[Rows from a pointing dataset]
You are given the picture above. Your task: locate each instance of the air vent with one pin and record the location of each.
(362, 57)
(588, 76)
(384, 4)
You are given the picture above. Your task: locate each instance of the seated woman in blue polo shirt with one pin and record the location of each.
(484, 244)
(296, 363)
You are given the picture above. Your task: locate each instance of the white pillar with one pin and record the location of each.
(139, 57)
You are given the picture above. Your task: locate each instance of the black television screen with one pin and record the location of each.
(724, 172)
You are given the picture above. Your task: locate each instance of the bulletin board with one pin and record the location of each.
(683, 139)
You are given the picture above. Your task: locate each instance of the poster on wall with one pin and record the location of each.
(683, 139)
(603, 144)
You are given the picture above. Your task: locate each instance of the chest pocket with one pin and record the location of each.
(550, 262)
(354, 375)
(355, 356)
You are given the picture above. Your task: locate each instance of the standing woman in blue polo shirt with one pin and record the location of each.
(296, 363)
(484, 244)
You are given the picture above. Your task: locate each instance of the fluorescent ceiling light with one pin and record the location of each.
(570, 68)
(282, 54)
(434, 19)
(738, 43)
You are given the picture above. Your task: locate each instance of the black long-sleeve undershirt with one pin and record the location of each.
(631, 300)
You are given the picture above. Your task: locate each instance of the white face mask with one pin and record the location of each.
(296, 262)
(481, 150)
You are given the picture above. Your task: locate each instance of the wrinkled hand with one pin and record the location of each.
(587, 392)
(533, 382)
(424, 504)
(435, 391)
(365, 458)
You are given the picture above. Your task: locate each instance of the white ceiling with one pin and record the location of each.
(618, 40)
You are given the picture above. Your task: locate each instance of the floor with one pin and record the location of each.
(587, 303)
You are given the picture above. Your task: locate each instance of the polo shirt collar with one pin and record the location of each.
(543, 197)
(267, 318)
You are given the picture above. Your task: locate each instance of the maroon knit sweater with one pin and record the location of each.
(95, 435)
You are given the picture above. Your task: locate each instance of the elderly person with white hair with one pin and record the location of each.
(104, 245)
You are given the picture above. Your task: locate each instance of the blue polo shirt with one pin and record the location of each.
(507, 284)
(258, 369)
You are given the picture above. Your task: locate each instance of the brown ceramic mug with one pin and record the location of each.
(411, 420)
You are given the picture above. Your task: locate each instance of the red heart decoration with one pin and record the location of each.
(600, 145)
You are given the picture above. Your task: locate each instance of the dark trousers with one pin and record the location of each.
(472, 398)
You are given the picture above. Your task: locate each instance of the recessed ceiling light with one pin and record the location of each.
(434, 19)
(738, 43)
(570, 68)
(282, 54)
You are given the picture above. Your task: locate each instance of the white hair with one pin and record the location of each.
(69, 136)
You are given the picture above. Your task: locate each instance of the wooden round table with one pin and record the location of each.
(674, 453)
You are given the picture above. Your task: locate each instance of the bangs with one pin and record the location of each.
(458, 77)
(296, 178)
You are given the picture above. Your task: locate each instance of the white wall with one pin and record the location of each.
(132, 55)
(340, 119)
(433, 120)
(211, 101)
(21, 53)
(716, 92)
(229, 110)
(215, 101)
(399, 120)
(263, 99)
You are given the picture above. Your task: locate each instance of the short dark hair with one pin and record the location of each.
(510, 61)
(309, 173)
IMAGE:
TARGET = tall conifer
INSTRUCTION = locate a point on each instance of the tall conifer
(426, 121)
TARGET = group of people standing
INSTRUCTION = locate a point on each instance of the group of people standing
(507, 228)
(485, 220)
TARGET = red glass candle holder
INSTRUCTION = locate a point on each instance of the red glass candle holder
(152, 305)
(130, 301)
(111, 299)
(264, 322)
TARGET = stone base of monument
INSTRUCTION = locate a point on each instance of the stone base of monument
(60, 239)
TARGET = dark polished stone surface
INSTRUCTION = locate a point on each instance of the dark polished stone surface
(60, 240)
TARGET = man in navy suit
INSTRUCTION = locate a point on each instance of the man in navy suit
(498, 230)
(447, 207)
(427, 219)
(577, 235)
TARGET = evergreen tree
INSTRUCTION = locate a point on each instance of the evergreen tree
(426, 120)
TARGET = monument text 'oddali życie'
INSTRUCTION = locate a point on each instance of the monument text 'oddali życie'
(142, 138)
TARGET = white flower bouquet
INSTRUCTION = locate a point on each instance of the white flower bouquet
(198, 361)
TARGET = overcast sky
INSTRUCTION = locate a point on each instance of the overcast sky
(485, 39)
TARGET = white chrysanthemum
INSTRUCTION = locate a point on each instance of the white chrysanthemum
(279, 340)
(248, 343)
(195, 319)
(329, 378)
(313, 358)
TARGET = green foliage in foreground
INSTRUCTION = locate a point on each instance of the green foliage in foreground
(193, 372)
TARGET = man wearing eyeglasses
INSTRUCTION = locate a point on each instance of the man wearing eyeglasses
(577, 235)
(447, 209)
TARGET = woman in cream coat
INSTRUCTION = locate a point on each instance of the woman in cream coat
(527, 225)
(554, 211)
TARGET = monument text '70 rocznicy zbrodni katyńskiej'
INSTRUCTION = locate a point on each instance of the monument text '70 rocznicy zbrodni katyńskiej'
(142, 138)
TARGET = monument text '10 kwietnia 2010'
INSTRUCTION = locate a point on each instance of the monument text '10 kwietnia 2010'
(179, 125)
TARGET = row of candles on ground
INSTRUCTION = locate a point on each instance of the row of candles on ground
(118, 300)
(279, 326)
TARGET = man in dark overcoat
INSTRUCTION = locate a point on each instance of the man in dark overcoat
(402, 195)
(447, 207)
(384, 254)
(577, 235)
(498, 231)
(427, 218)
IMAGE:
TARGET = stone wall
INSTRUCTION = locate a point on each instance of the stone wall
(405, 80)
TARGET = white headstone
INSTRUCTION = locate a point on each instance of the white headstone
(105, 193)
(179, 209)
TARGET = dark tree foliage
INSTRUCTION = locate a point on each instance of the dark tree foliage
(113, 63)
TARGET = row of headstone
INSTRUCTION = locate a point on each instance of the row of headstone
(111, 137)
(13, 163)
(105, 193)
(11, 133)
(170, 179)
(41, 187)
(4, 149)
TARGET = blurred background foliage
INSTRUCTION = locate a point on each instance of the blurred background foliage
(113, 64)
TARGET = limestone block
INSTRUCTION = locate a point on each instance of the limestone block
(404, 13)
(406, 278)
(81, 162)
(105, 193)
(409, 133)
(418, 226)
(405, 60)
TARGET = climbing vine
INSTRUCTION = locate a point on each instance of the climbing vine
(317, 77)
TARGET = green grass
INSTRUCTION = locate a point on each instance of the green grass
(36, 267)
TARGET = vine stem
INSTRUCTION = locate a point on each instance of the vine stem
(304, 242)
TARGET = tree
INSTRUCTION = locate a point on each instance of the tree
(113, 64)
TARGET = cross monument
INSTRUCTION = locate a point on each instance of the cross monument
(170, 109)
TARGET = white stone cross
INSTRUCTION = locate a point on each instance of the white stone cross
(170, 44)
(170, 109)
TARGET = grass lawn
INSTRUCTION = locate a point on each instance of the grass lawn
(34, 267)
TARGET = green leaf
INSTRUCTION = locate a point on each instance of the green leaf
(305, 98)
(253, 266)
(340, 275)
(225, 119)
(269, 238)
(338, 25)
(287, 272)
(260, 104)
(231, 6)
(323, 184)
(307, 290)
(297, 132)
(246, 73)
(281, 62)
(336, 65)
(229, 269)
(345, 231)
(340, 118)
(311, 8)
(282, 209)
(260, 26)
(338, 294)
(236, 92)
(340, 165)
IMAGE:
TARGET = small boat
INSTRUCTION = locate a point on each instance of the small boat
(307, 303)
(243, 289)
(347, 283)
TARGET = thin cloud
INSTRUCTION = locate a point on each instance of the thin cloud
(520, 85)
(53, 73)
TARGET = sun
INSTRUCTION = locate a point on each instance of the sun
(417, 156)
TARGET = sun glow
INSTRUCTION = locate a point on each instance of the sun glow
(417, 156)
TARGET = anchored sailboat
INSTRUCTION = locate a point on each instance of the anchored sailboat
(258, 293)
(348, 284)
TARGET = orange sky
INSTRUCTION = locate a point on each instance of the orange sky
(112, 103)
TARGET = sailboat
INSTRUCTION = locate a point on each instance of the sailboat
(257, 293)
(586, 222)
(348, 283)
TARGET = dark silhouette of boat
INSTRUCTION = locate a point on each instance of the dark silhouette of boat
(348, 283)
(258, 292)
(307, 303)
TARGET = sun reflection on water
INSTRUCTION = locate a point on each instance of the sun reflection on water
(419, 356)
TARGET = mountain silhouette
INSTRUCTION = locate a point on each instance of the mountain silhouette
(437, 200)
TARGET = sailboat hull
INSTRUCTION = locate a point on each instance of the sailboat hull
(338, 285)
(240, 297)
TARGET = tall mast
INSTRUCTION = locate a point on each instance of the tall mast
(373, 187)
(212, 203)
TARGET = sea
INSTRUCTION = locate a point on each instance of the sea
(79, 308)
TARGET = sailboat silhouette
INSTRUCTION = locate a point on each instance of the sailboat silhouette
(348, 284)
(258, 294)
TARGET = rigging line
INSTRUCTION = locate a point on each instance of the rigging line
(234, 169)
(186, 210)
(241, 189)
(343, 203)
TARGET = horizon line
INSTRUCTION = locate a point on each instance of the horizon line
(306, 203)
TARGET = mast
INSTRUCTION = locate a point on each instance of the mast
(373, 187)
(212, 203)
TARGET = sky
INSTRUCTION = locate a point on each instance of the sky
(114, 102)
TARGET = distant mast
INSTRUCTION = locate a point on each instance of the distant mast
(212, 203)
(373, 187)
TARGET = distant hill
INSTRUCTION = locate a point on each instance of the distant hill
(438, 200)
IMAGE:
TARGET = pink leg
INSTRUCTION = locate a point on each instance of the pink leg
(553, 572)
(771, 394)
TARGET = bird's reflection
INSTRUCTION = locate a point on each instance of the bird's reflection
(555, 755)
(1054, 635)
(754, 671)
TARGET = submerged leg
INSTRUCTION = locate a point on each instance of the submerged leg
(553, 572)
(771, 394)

**Required work**. Repeat exactly the lines from the one containing "TARGET = rigging line" through the last line of the records above, both included, and nothing else.

**Result below**.
TARGET = rigging line
INSTRUCTION = locate a point on each instance of the rigging line
(234, 169)
(186, 210)
(241, 189)
(343, 203)
TARGET = horizon line
INSTRUCTION = locate a point on each instance of the horizon line
(306, 203)
TARGET = mast
INSTRUCTION = locate a point on each instance of the mast
(373, 187)
(212, 203)
TARGET = sky
INSTRUCTION = locate a point on each instance of the sky
(114, 102)
TARGET = distant mast
INSTRUCTION = locate a point on each instance of the distant mast
(212, 203)
(373, 187)
TARGET = distant hill
INSTRUCTION = locate a point on each instance of the distant hill
(438, 200)
IMAGE:
TARGET = pink leg
INSTRUCTION = locate a point on each instance of the pink leg
(553, 572)
(771, 394)
TARGET = bird's reflection
INSTRUCTION = locate a point on each instance of the bird's reflection
(555, 755)
(1054, 635)
(754, 671)
TARGET = submerged leg
INSTRUCTION = locate a point on each instance of the submerged leg
(553, 572)
(771, 394)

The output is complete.